Dataset rows:
☆ ☆ ☆

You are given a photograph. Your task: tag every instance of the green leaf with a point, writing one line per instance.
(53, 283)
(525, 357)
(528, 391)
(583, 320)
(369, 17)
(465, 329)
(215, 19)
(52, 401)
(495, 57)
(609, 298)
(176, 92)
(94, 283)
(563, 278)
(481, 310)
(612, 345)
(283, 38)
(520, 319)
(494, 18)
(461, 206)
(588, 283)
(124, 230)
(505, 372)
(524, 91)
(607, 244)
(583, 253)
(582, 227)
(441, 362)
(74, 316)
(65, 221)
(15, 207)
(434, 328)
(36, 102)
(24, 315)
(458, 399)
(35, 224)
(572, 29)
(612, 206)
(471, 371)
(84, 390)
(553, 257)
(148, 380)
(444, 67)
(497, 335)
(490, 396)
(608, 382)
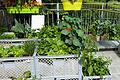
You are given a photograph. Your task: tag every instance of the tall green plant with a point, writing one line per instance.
(93, 65)
(21, 28)
(73, 33)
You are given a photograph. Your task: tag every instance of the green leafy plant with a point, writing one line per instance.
(100, 28)
(54, 46)
(8, 35)
(27, 74)
(73, 33)
(29, 48)
(21, 29)
(93, 65)
(49, 32)
(114, 33)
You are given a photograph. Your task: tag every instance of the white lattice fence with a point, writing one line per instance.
(58, 68)
(14, 67)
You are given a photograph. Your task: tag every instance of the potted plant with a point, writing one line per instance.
(100, 28)
(72, 4)
(73, 34)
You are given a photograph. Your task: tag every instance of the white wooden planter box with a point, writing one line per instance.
(107, 77)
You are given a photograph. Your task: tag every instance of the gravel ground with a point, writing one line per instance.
(115, 66)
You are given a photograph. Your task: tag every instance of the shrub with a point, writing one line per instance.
(8, 35)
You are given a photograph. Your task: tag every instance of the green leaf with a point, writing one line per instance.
(67, 18)
(68, 41)
(76, 42)
(80, 33)
(90, 70)
(65, 32)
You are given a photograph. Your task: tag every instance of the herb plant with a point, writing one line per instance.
(93, 65)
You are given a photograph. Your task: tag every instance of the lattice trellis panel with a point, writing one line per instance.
(58, 68)
(14, 68)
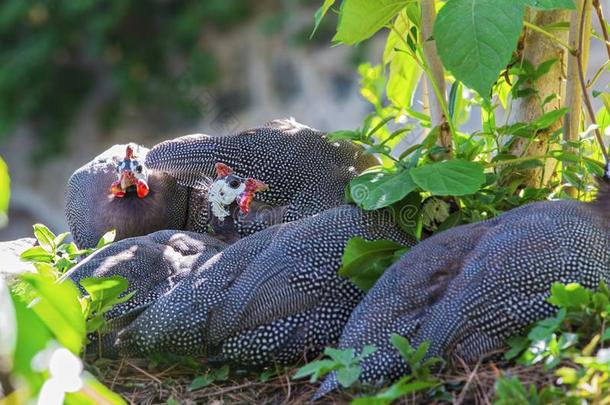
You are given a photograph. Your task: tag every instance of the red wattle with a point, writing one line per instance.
(142, 188)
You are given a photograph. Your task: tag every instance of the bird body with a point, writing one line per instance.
(468, 289)
(270, 297)
(305, 173)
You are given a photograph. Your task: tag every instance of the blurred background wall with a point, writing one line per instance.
(77, 76)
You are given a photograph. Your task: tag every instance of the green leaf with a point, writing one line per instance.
(58, 307)
(452, 177)
(45, 237)
(365, 261)
(372, 191)
(475, 39)
(348, 376)
(551, 4)
(569, 296)
(319, 15)
(106, 239)
(360, 19)
(104, 289)
(5, 192)
(37, 254)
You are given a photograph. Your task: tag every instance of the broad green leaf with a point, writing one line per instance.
(360, 19)
(551, 4)
(58, 307)
(104, 289)
(319, 15)
(569, 296)
(475, 39)
(376, 190)
(365, 261)
(32, 337)
(5, 194)
(452, 177)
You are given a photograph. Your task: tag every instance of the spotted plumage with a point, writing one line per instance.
(306, 174)
(468, 289)
(152, 264)
(92, 209)
(274, 296)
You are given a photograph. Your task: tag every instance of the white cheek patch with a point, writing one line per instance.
(221, 195)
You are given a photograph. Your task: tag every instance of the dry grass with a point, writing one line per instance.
(140, 383)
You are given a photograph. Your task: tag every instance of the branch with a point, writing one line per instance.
(583, 84)
(602, 21)
(436, 79)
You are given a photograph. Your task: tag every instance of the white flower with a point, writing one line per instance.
(65, 371)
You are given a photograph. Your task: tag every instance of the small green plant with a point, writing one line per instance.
(44, 338)
(572, 343)
(365, 261)
(52, 250)
(420, 377)
(344, 362)
(48, 321)
(210, 377)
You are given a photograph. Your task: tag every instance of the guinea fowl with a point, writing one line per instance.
(116, 191)
(304, 171)
(305, 174)
(468, 289)
(273, 296)
(153, 265)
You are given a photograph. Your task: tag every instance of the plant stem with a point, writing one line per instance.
(583, 84)
(544, 32)
(436, 78)
(574, 96)
(517, 160)
(602, 22)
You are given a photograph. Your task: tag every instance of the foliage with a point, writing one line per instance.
(364, 261)
(44, 326)
(5, 193)
(53, 254)
(58, 50)
(572, 343)
(344, 362)
(419, 379)
(475, 176)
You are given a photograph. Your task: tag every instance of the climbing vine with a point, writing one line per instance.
(452, 65)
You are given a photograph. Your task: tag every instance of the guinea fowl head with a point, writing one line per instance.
(115, 190)
(132, 176)
(229, 188)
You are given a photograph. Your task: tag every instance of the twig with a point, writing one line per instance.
(147, 374)
(583, 84)
(602, 21)
(117, 374)
(547, 34)
(464, 390)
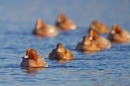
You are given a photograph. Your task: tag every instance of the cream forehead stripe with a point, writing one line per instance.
(113, 31)
(26, 56)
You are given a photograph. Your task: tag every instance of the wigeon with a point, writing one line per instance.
(118, 35)
(87, 45)
(65, 23)
(33, 70)
(99, 27)
(44, 30)
(32, 59)
(60, 53)
(102, 42)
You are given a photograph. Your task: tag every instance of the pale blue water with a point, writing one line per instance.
(105, 68)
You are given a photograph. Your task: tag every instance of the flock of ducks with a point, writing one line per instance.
(91, 43)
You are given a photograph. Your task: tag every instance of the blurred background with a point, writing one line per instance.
(109, 67)
(25, 13)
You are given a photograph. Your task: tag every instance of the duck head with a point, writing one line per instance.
(116, 29)
(95, 24)
(31, 54)
(60, 48)
(86, 40)
(40, 24)
(93, 35)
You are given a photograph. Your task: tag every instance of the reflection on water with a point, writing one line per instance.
(61, 61)
(110, 67)
(31, 70)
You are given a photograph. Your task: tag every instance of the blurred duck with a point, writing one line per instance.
(32, 59)
(118, 35)
(102, 42)
(42, 30)
(99, 27)
(87, 45)
(60, 53)
(65, 23)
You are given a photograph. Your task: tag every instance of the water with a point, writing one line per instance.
(105, 68)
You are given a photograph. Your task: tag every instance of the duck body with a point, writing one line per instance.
(33, 60)
(87, 45)
(42, 30)
(119, 35)
(60, 53)
(65, 23)
(102, 42)
(99, 27)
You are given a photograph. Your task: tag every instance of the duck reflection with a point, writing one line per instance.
(61, 61)
(33, 70)
(89, 52)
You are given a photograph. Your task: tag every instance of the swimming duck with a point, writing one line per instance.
(32, 59)
(99, 27)
(87, 45)
(118, 35)
(43, 30)
(102, 42)
(65, 23)
(60, 53)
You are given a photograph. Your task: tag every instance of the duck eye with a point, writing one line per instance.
(32, 53)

☆ ☆ ☆

Can you rewrite all the records above with every "tag every instance" changed to "mark each instance" and nothing else altered? Leave the pictures out of your answer.

Result of the task
You are given a photograph. Your task: mark each instance of the green leaf with a point, writing one line per instance.
(53, 283)
(525, 357)
(528, 391)
(583, 320)
(369, 17)
(465, 329)
(215, 19)
(52, 401)
(495, 57)
(609, 298)
(176, 92)
(94, 283)
(563, 278)
(481, 310)
(612, 345)
(283, 38)
(520, 319)
(494, 18)
(461, 206)
(588, 283)
(124, 230)
(505, 372)
(524, 91)
(607, 244)
(583, 253)
(582, 227)
(441, 362)
(74, 316)
(65, 221)
(15, 207)
(434, 328)
(36, 102)
(24, 315)
(458, 399)
(35, 224)
(572, 29)
(612, 206)
(471, 371)
(84, 390)
(553, 257)
(148, 380)
(444, 67)
(497, 335)
(490, 396)
(608, 382)
You are given a photograph. Your task: mark each instance of the tall green plant with a point, writing one line per instance.
(93, 65)
(21, 28)
(73, 33)
You are given a photograph. Your task: mark each instance of the green leafy plant with a point, writing one line per instance.
(100, 28)
(54, 46)
(8, 35)
(27, 74)
(73, 33)
(29, 48)
(21, 29)
(93, 65)
(49, 32)
(114, 33)
You are given a photograph. Your task: mark each instance of the white lattice fence with a point, writing one line per instance.
(58, 68)
(14, 67)
You are given a photograph. Your task: mark each instance of the potted plant with a point, writing one line per instance.
(100, 28)
(72, 4)
(73, 34)
You are given a photograph. Your task: mark each instance of the white wooden planter box with a point, writing one line per instance.
(107, 77)
You are given a photograph. Your task: mark each instance of the gravel ground with a point, writing one line per instance.
(115, 66)
You are given a photograph. Your task: mark each instance of the shrub with a point, writing one line per instance.
(8, 35)
You are given a photograph. Your task: mark each instance of the green leaf with a point, writing one line per instance.
(67, 18)
(68, 41)
(76, 42)
(80, 33)
(90, 70)
(65, 32)
You are given a photograph. Your task: mark each instance of the herb plant with a point, writing one line per instance.
(93, 65)
You are given a photograph. Your task: mark each instance of the lattice trellis panel with a point, writing one line per instance.
(58, 68)
(14, 68)
You are given a photograph. Your task: mark each instance of the red wattle with a point, writing one line per instance.
(142, 188)
You are given a photograph. Your task: mark each instance of the bird body with a point, writing one line per instance.
(468, 289)
(270, 297)
(305, 173)
You are given a photograph. Your task: mark each instance of the blurred background wall with a point, writing one line per instance.
(77, 76)
You are given a photograph. Your task: mark each instance of the green leaf with a point, writing one line per instance.
(58, 307)
(452, 177)
(45, 237)
(365, 261)
(372, 191)
(475, 39)
(348, 376)
(551, 4)
(569, 296)
(319, 15)
(106, 239)
(360, 19)
(104, 289)
(5, 192)
(37, 254)
You are given a photograph. Your task: mark each instance of the broad green leaf with a point, writing one line per instance.
(360, 19)
(551, 4)
(58, 307)
(104, 289)
(319, 15)
(569, 296)
(475, 39)
(376, 190)
(365, 261)
(32, 337)
(5, 194)
(452, 177)
You are given a photograph. Your task: mark each instance of the spotted plumage with a point, writing one line per instance.
(306, 174)
(468, 289)
(152, 264)
(92, 209)
(274, 296)
You are given a photograph. Your task: mark each instance of the white cheek patch with a point, writing one line per instance.
(221, 195)
You are given a photograph. Your task: mark each instance of the dry grass with a point, writing one line per instance.
(140, 383)
You are given a photograph. Your task: mark each instance of the branch with a point, writing one line per instance.
(583, 84)
(602, 21)
(436, 79)
You are given a photograph. Your task: mark each instance of the white flower with a point, writing one line per instance.
(65, 371)
You are given a photograph. Your task: mark each instance of the small green plant with a point, writing one line per instance.
(44, 338)
(572, 343)
(365, 261)
(52, 250)
(420, 377)
(344, 362)
(48, 321)
(210, 377)
You are given a photograph. Your task: mark each instance of the guinea fowl with a point, writing one line per instance.
(116, 191)
(304, 171)
(305, 174)
(468, 289)
(273, 296)
(153, 265)
You are given a photograph. Your task: mark each instance of the plant stem with a point, writing one line per instance.
(583, 84)
(544, 32)
(436, 78)
(574, 96)
(517, 160)
(602, 22)
You are given a photograph. Your task: mark each instance of the foliage with a point, writing one line per instance.
(364, 261)
(44, 326)
(5, 193)
(53, 254)
(58, 50)
(572, 343)
(344, 362)
(419, 379)
(475, 176)
You are given a photograph. Your task: mark each instance of the climbing vine with a point, writing one line per instance.
(452, 65)
You are given a photograph. Your task: mark each instance of the guinea fowl head with a point, writing one line per instance.
(115, 190)
(132, 176)
(229, 188)
You are given a photograph. Your task: mark each instance of the twig with a point, writing one line per instance.
(147, 374)
(583, 84)
(602, 21)
(117, 374)
(547, 34)
(464, 390)
You are given a photograph. Your task: mark each instance of the cream forehead stripe with a point, writing one line per instance.
(113, 31)
(26, 56)
You are given a photograph. Your task: mark each instance of the wigeon with a point, writing one line per instance.
(118, 35)
(87, 45)
(65, 23)
(33, 70)
(99, 27)
(44, 30)
(32, 59)
(60, 53)
(102, 42)
You are given a photograph. Your task: mark each instance of the pale blue water with a point, writing one line per instance.
(105, 68)
You are given a photograph. Your task: mark each instance of the flock of ducks with a point, writing one line per instance.
(91, 43)
You are given a photograph. Your task: mark each instance of the blurred background with a point, writing one line per instance.
(109, 67)
(25, 13)
You are given a photograph. Your task: mark each instance of the duck head with a point, writing one line per instance.
(116, 29)
(95, 24)
(31, 54)
(60, 48)
(86, 40)
(40, 24)
(93, 35)
You are given a photograph. Your task: mark each instance of the reflection on water with a point, writing one line per instance.
(61, 61)
(110, 67)
(31, 70)
You are given a photograph. Your task: mark each instance of the blurred duck with a point, writing one line per instance.
(32, 59)
(118, 35)
(102, 42)
(42, 30)
(99, 27)
(87, 45)
(60, 53)
(65, 23)
You are given a photograph. Your task: mark each instance of the water with a point, writing one line per instance.
(105, 68)
You are given a photograph. Your task: mark each instance of the duck body with a point, writing one line per instance.
(33, 60)
(87, 45)
(42, 30)
(119, 35)
(60, 53)
(65, 23)
(102, 42)
(99, 27)
You are given a photograph. Your task: mark each instance of the duck reflection with a point, writing one line per instance.
(61, 61)
(33, 70)
(89, 52)
You are given a photograph. Your task: mark each instance of the swimming duck with a point, writing one line per instance.
(32, 59)
(99, 27)
(87, 45)
(118, 35)
(43, 30)
(102, 42)
(65, 23)
(60, 53)
You are given a photograph. Your task: mark each instance of the duck eye with a point, writing one line per instance.
(32, 53)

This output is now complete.